Exercise inputs:

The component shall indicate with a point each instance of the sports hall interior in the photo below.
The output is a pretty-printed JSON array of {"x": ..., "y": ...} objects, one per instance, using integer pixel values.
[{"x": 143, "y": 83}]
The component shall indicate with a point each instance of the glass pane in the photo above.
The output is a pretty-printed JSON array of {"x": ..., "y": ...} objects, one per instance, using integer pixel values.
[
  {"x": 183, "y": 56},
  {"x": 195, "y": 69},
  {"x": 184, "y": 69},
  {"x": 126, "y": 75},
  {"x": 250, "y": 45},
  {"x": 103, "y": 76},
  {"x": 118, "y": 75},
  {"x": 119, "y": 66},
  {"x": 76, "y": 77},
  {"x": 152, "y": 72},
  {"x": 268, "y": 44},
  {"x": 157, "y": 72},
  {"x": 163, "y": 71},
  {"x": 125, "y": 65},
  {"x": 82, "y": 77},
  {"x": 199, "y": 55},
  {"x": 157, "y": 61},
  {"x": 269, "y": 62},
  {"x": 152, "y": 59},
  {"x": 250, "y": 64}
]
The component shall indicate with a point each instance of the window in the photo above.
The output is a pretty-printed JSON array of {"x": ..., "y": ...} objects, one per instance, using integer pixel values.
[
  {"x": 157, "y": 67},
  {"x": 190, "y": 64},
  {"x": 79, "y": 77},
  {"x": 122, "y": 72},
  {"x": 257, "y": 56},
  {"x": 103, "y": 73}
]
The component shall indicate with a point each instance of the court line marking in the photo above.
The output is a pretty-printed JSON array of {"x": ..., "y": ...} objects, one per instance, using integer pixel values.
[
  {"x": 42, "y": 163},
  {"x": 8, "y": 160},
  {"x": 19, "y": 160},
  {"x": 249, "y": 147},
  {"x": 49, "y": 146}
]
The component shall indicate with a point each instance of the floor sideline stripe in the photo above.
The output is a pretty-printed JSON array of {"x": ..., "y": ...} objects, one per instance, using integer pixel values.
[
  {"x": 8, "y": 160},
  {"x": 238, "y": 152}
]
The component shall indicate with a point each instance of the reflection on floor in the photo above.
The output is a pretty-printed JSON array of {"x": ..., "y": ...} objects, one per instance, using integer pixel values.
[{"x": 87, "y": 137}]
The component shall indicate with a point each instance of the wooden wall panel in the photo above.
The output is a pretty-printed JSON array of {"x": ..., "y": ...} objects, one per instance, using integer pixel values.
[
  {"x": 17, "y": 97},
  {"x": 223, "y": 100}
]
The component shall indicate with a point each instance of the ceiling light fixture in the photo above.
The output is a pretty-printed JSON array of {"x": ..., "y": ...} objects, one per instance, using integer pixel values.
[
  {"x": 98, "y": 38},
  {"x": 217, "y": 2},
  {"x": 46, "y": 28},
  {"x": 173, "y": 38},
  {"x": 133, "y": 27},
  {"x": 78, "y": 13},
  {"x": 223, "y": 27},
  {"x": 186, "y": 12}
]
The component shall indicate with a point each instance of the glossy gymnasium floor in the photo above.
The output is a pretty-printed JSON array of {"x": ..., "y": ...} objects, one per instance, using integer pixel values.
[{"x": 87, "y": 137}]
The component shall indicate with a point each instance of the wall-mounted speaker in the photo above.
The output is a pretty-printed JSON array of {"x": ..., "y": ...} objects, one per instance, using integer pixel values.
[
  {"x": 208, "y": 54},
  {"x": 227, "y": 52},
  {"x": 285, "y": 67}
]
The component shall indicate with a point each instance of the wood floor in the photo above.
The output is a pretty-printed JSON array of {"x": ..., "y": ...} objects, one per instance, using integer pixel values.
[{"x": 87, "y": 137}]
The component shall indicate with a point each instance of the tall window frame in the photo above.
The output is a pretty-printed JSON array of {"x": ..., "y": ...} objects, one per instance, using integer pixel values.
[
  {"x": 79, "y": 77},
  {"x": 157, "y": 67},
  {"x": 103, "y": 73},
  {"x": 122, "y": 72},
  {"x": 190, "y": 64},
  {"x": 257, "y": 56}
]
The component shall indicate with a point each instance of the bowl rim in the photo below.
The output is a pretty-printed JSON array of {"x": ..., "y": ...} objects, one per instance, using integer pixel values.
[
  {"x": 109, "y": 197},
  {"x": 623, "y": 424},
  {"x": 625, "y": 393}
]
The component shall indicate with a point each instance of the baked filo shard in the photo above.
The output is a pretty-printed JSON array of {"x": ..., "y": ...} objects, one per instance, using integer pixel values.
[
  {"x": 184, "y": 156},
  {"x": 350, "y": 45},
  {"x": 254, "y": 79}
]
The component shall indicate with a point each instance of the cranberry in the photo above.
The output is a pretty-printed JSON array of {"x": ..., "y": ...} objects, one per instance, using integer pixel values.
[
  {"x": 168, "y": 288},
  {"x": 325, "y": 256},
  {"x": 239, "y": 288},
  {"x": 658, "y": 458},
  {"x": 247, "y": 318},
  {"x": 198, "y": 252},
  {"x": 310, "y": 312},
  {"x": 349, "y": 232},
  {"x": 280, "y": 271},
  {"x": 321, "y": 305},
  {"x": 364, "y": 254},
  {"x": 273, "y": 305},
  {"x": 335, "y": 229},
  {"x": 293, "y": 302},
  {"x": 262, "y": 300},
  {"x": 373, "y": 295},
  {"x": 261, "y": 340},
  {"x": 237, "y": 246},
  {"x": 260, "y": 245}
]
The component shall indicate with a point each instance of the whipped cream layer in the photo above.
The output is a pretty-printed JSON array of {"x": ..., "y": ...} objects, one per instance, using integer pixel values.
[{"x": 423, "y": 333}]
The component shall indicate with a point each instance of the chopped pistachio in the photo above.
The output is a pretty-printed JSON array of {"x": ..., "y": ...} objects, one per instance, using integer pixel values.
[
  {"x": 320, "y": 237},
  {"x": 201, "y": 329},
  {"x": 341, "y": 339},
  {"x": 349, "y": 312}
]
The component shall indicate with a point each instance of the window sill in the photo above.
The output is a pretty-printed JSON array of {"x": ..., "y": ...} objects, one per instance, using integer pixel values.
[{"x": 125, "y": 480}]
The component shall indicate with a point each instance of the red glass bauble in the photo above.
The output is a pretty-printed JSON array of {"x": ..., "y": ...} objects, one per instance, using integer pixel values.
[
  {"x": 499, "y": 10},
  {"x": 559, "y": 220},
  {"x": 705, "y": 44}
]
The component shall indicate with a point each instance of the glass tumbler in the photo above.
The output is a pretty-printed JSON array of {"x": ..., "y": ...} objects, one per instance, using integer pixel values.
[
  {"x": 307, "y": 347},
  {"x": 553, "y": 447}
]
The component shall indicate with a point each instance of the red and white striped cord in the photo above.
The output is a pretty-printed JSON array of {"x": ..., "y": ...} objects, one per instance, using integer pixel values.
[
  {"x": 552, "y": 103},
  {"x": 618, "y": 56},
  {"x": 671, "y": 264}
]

Your instructions:
Return each line from the material that includes the string "window".

Result of this exercise:
The component shall indicate with a point each instance of the window in the photo above.
The component shall indicate with a point each instance of the tall window frame in the photo above.
The component shall indicate with a point each instance of the window sill in the photo above.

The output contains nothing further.